→ The task: Extract the lines starting at the one containing "reflection of trees?" and ending at the one containing "[701,621,832,739]", copying them word for word.

+-------+

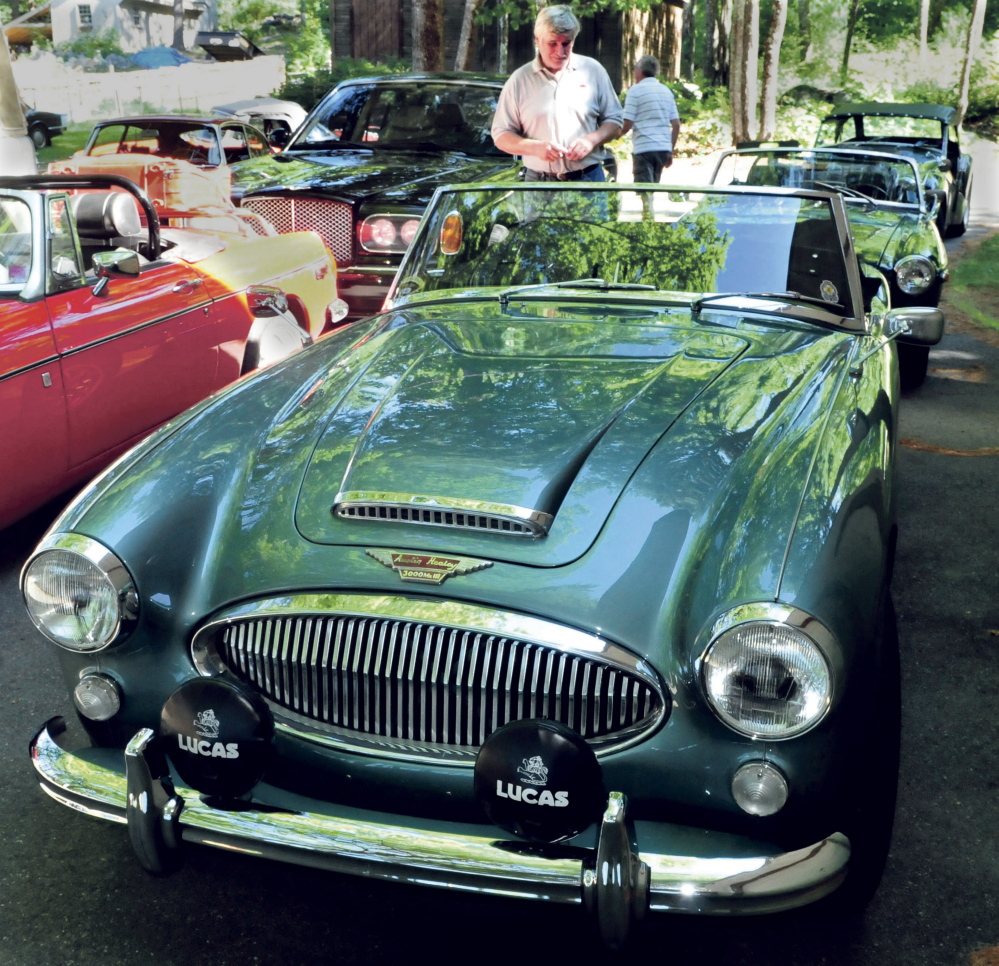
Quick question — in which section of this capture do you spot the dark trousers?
[631,151,673,184]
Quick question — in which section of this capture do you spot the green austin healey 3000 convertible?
[22,183,942,947]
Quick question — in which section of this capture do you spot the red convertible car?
[0,175,346,528]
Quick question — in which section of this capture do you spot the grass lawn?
[946,233,999,332]
[35,124,94,171]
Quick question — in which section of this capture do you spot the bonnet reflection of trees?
[433,191,731,292]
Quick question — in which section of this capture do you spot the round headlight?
[895,255,937,295]
[21,534,136,651]
[364,218,396,248]
[701,621,832,739]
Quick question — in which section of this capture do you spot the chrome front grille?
[195,595,668,762]
[240,195,354,265]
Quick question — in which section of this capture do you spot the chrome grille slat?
[240,195,354,265]
[214,614,663,757]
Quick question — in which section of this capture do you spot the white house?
[4,0,218,54]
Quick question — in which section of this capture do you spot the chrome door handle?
[170,278,201,292]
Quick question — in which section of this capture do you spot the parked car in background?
[815,102,972,237]
[212,97,306,146]
[711,148,948,389]
[22,182,942,947]
[21,104,69,148]
[233,73,518,319]
[0,176,342,528]
[78,114,271,168]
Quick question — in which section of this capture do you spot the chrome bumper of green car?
[31,718,850,936]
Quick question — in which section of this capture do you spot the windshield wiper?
[690,292,845,314]
[500,278,659,305]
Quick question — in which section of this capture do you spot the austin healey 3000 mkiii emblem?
[364,550,492,584]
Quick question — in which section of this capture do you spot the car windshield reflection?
[395,185,853,316]
[286,84,500,155]
[713,151,921,206]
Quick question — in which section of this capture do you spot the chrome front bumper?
[31,718,850,914]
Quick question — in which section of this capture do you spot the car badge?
[517,755,548,785]
[194,708,222,738]
[364,550,493,584]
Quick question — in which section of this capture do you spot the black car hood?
[233,148,517,207]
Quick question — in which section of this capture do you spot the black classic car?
[21,104,69,148]
[815,101,971,237]
[21,182,942,947]
[233,74,518,319]
[711,147,948,389]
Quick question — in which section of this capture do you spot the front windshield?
[396,185,853,316]
[714,151,920,205]
[815,114,944,146]
[286,83,502,155]
[87,120,222,168]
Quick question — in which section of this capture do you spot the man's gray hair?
[534,3,581,40]
[635,54,659,77]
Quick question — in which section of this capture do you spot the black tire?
[937,195,950,238]
[824,590,902,915]
[898,342,930,390]
[950,185,971,238]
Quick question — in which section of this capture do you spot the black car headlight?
[700,604,838,740]
[358,215,420,255]
[895,255,937,295]
[21,533,138,652]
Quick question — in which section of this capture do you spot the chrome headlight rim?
[892,255,937,295]
[18,532,139,654]
[357,211,422,255]
[695,601,844,742]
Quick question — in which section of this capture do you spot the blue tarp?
[129,47,192,69]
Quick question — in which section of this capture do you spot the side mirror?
[92,248,142,295]
[885,305,944,345]
[92,248,141,278]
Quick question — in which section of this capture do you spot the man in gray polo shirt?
[624,55,680,184]
[492,4,621,181]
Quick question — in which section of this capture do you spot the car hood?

+-------+

→ Exercise answer:
Quick question — in which section of this capture do you spot the bonnet reflection of trees?
[433,191,731,292]
Quick question — in which section of this capture do you spot the round headlight?
[895,255,937,295]
[21,534,136,651]
[364,218,396,248]
[701,621,832,739]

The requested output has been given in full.